### Your objective:
Using the records below, write out again exactly the lines that begin at the line containing "x=422, y=686" and end at the line containing "x=412, y=823", and no other lines.

### Source records:
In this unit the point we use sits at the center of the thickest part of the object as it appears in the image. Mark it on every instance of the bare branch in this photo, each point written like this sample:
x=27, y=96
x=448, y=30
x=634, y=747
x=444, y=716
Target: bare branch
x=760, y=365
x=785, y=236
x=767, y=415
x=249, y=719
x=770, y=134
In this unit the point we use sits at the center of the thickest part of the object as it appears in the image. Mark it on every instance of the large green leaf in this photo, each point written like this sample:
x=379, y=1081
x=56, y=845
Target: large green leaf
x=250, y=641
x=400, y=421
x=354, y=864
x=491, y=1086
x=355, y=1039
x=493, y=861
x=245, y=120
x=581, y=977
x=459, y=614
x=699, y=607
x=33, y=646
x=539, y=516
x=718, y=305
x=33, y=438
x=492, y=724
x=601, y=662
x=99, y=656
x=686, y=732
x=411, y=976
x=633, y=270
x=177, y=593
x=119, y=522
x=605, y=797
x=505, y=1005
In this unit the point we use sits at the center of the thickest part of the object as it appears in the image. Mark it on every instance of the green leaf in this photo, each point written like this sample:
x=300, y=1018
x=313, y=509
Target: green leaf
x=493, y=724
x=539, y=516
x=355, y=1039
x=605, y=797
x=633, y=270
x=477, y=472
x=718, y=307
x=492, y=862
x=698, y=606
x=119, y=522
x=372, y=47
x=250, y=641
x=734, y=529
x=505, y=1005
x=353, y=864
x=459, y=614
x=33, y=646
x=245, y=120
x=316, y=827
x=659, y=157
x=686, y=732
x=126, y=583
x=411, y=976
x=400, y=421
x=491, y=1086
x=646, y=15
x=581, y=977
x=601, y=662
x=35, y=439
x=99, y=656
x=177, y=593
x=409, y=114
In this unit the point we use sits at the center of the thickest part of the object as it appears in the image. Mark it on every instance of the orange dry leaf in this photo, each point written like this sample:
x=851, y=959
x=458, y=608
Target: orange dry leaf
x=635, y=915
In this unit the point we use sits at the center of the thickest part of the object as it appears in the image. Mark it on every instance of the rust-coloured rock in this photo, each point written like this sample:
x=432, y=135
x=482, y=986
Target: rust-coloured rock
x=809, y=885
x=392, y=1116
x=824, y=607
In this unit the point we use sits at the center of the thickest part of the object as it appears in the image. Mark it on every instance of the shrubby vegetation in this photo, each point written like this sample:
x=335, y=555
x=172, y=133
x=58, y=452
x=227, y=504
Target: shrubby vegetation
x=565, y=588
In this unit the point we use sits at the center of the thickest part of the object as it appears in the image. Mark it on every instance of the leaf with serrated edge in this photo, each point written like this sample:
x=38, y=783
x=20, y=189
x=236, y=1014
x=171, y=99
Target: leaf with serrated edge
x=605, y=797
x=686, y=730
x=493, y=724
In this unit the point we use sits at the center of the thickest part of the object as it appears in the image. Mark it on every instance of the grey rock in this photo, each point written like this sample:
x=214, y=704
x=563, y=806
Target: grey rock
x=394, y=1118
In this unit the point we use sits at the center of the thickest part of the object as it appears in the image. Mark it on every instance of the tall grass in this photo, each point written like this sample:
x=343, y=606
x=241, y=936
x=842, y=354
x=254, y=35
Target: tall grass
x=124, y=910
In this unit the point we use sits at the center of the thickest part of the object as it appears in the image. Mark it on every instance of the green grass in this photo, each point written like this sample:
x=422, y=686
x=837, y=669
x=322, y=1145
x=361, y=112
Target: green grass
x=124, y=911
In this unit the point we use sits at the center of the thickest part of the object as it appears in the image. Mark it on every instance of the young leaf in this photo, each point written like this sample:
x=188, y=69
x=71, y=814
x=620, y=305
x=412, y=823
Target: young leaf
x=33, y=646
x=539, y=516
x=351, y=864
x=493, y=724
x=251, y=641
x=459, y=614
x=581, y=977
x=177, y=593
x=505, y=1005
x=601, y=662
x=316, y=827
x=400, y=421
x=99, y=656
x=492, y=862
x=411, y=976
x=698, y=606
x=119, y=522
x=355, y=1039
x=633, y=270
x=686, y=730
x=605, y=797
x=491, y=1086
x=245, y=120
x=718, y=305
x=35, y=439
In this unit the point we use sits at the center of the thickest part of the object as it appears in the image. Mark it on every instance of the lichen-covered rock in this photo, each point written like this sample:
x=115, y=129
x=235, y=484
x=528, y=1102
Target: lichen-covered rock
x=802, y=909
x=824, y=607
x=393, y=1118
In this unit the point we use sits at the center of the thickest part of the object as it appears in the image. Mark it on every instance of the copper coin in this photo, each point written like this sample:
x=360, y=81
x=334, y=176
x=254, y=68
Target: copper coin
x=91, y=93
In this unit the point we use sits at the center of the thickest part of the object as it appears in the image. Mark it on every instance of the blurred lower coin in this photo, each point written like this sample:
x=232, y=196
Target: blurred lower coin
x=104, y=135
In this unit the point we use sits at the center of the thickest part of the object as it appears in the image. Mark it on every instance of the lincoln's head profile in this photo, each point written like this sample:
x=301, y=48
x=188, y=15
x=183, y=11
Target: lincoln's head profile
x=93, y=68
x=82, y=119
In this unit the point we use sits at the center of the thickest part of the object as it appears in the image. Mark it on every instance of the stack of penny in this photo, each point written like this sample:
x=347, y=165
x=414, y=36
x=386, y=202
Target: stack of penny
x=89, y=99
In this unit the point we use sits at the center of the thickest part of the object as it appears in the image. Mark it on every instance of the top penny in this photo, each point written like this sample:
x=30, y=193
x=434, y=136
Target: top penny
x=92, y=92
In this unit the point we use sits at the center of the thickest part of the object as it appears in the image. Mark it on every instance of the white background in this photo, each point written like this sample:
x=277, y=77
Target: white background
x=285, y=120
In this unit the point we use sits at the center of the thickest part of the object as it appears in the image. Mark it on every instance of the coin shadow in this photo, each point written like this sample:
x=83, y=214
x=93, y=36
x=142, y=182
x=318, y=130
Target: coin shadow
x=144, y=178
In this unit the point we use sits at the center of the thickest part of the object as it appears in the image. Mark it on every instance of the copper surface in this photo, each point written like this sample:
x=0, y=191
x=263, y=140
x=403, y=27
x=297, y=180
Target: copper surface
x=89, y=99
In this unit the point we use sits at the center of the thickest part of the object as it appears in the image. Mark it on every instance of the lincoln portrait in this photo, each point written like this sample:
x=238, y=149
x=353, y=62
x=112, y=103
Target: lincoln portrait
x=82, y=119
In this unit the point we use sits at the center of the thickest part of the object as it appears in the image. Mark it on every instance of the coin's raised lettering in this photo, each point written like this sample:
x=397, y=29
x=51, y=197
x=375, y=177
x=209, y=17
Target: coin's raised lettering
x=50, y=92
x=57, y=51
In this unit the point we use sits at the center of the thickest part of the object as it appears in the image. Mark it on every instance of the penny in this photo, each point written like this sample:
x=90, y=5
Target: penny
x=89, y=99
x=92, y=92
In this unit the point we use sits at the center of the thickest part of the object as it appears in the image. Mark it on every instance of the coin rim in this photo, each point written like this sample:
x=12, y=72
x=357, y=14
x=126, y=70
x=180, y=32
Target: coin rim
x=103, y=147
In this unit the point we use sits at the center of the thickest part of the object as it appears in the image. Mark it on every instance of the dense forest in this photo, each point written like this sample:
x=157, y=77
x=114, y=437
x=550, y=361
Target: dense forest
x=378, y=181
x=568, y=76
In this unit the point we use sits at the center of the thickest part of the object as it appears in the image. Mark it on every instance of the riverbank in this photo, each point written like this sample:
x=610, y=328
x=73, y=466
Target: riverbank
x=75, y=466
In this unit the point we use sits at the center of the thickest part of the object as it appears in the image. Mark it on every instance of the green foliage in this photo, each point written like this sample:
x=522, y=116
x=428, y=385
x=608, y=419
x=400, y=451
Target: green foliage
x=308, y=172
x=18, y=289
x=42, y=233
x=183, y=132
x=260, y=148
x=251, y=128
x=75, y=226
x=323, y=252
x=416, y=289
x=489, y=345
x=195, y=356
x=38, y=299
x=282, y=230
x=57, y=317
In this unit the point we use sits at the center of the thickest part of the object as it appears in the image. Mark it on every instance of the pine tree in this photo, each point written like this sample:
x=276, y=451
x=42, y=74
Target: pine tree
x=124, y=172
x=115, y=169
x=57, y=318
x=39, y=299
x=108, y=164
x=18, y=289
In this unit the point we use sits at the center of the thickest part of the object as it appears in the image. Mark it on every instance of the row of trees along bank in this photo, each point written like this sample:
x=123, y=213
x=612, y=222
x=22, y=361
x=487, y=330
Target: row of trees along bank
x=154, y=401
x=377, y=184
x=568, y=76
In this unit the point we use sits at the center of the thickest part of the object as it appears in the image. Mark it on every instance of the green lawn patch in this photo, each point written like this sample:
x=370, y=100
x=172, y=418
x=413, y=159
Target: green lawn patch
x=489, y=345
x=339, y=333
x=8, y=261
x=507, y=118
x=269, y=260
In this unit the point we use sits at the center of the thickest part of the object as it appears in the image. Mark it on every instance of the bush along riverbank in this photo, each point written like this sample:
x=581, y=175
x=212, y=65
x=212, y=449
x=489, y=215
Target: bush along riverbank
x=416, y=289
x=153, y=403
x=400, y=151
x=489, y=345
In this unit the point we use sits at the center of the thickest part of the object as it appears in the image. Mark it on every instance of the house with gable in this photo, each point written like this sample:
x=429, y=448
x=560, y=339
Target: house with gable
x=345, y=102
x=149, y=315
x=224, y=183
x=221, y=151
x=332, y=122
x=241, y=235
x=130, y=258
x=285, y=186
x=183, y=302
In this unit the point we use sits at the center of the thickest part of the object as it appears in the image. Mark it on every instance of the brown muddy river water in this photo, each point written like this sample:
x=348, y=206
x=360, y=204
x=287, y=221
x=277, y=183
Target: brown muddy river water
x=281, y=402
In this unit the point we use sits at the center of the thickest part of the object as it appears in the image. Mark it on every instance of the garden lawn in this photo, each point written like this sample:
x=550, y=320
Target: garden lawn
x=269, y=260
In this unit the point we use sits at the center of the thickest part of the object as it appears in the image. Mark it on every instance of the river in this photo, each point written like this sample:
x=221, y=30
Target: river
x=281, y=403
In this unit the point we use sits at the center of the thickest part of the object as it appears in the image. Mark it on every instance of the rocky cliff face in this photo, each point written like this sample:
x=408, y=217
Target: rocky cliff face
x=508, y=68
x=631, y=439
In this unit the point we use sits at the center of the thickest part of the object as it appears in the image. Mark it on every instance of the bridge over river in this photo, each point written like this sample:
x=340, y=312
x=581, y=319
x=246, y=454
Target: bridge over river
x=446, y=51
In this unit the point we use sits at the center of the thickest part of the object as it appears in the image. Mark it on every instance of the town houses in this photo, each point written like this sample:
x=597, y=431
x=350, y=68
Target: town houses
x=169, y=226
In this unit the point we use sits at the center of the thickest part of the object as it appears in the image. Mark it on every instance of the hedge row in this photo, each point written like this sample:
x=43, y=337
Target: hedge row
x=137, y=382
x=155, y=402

### Reply:
x=422, y=686
x=837, y=669
x=322, y=1145
x=361, y=112
Target: green grass
x=124, y=911
In this unit the point we use sits at the center of the thickest part of the object as it appears in the image. Mark it on every instance of the young leaf in this photo, each point written like this sample:
x=188, y=69
x=71, y=814
x=620, y=305
x=412, y=823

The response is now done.